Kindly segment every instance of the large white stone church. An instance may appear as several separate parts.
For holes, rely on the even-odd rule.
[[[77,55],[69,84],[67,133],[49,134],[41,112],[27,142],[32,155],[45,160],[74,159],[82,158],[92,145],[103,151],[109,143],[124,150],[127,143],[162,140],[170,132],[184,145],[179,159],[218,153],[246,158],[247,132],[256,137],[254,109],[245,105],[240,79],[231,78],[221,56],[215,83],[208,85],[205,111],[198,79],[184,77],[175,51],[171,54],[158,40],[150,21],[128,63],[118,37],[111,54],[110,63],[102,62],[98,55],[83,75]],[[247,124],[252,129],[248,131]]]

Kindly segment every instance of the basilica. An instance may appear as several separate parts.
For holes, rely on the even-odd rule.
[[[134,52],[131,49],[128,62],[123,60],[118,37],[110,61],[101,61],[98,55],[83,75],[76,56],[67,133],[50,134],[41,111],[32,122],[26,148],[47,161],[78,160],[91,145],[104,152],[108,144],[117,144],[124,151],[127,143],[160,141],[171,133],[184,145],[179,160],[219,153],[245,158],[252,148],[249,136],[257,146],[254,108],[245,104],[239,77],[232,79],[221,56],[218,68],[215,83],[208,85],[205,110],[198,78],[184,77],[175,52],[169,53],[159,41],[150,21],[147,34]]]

★ ★ ★ ★

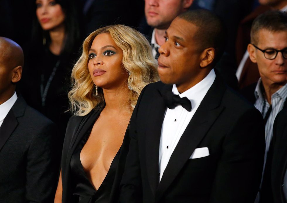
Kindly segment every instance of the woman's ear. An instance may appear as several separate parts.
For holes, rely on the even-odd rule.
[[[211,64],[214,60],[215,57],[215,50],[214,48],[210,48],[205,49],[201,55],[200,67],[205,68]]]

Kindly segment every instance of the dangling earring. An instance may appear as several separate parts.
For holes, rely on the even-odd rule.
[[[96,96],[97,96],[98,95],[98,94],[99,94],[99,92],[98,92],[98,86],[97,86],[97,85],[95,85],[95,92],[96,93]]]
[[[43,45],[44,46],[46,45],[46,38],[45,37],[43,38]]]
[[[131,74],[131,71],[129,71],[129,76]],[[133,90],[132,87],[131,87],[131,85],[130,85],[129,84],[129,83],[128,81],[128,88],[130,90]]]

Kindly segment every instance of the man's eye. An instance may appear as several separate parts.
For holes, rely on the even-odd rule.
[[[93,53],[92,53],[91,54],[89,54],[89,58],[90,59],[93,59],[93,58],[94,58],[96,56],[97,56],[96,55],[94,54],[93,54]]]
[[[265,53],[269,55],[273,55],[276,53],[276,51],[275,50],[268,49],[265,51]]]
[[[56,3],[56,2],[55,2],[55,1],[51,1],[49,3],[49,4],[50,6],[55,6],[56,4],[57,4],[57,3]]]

★ ★ ★ ★

Written instruction. Which lines in the records above contain the word "segment"? Find every such line and copy it out whole, treating uppercase and lowercase as different.

Result of the exercise.
Kindly segment every instance of the large white stone church. An instance may appear as several separate parts.
Kindly segment every instance of the basilica. An instance may appear as several separate parts.
Kindly segment every instance of the woman's ear. An instance may appear as several separate parts.
Kindly segment every instance of the dangling earring. An instance may appear as several separate parts.
Kindly segment every instance of the man's eye. An instance may appear as several separate parts.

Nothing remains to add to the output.